▸ **Material provided**
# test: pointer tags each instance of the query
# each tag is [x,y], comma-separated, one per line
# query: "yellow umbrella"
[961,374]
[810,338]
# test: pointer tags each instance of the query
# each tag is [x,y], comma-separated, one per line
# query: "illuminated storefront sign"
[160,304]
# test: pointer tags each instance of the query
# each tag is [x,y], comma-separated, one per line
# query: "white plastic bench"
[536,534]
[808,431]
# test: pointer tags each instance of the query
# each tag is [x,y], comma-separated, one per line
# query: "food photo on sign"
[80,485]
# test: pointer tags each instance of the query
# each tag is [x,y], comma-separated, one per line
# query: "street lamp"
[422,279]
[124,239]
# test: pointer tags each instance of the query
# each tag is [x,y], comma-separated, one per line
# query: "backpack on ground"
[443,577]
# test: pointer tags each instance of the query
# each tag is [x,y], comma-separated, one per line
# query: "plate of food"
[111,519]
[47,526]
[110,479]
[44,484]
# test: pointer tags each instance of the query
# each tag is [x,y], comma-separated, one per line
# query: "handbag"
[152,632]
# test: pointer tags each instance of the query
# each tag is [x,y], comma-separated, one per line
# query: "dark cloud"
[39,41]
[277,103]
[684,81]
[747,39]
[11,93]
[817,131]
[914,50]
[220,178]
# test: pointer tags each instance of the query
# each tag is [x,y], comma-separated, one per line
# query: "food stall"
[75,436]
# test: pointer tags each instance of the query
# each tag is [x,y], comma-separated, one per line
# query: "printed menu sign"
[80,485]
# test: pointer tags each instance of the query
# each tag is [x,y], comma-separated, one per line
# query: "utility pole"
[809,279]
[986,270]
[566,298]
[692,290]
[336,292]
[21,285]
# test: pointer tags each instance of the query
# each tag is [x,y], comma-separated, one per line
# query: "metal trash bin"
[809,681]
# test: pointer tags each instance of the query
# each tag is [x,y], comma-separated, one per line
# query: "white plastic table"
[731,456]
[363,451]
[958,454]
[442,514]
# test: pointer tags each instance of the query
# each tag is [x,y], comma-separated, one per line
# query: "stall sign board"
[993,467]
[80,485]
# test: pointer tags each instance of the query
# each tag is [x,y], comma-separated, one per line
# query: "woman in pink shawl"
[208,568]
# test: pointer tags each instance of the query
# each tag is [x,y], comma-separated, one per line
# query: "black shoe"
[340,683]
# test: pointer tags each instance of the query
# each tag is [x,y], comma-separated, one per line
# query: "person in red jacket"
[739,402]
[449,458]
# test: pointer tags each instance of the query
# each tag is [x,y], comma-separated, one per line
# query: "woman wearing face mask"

▸ **Action item**
What you write must match the material above exactly and in full.

▸ **Answer space**
# test: pointer tags each instance of the query
# each tag is [x,y], comma-separated, one per line
# query: "yellow umbrella"
[961,374]
[810,338]
# test: pointer tags each instance of the query
# each tag is [x,y], comma-separated, one per line
# query: "illuminated storefront sign"
[160,304]
# test: pointer tags each instance of the query
# each tag is [x,y], comma-separated, one per line
# query: "white plastic bench"
[536,534]
[808,431]
# test: pointer tags each instance of the query
# each tag is [x,y], comma-separated, one per line
# query: "food photo on sign"
[80,485]
# test: pointer tags each instance of the query
# each tag is [x,y], comma-separated, one per line
# query: "street lamp"
[422,279]
[124,239]
# test: pointer tags each instance of the query
# each tag is [x,y], comma-separated, one per line
# query: "backpack on ground"
[443,577]
# test: pointer tags each instance of the query
# each tag is [x,y], comma-separated, one per line
# query: "plate of food"
[111,519]
[47,526]
[110,479]
[44,484]
# test: pointer tags each instance of the query
# each tag is [x,y], comma-separated, one per line
# query: "handbag"
[152,632]
# test: pointer tags each instance of the query
# each tag is [x,y], comma-separated, one per line
# query: "dark cloud"
[39,41]
[277,103]
[684,81]
[747,39]
[11,93]
[817,131]
[914,50]
[220,178]
# test: pointer tags each instance of the query
# each tag is [x,y], comma-separated, one per line
# query: "food stall"
[75,436]
# test: pointer tags each instance of the query
# each tag is [x,y], comma-separated, one per line
# query: "printed menu sign"
[80,485]
# test: pointer tags each instance of the query
# each tag is [x,y], comma-separated, one per line
# query: "utility pole"
[809,279]
[986,270]
[566,298]
[692,290]
[336,292]
[21,285]
# test: pointer tags each instance of the query
# each tag is [x,y], comma-separated, one per line
# query: "metal trash bin"
[809,681]
# test: pointer tags each instance of the query
# each tag is [x,y], comma-separated, one per line
# query: "white plastic table"
[731,456]
[363,451]
[958,454]
[442,514]
# test: pointer tags each instance of the query
# each tag is [x,y], comma-separated, one per line
# query: "stall sign board"
[993,467]
[80,485]
# test: pointer tags each instance of the query
# each tag is [x,y], comma-separated, one per line
# query: "woman in pink shawl"
[208,568]
# test: pointer tags each instance of the query
# each tag is [x,y], comma-separated, one per line
# query: "black shoe"
[340,683]
# test: pointer tags each instance of the query
# each tag is [x,y], comma-separated, one per line
# query: "person in red jacket"
[739,402]
[449,458]
# test: pointer tags each instance of the query
# each tag is [x,y], comma-separated, one per line
# query: "woman wearing face mask"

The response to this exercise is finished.